(Items from a dataset)
---

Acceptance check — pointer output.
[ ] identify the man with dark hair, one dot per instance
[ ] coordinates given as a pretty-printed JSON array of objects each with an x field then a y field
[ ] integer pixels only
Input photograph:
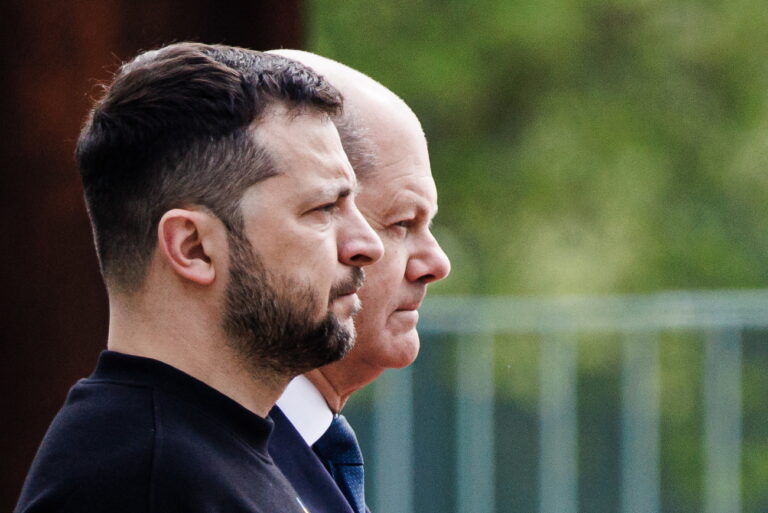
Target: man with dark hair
[
  {"x": 223, "y": 212},
  {"x": 312, "y": 442}
]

---

YOUR TASK.
Go to the line that contains "[ ] identify" and copy it and every line after it through the end of the entries, exactly, without the pictures.

WRITTEN SOLUTION.
[ ] identify the man with dark hair, one dot per instance
[ ] coordinates given as a pretty-printed JSON array of objects each with an x field then a y field
[ ] integer pixels only
Input photograph:
Target: man with dark hair
[
  {"x": 223, "y": 212},
  {"x": 312, "y": 442}
]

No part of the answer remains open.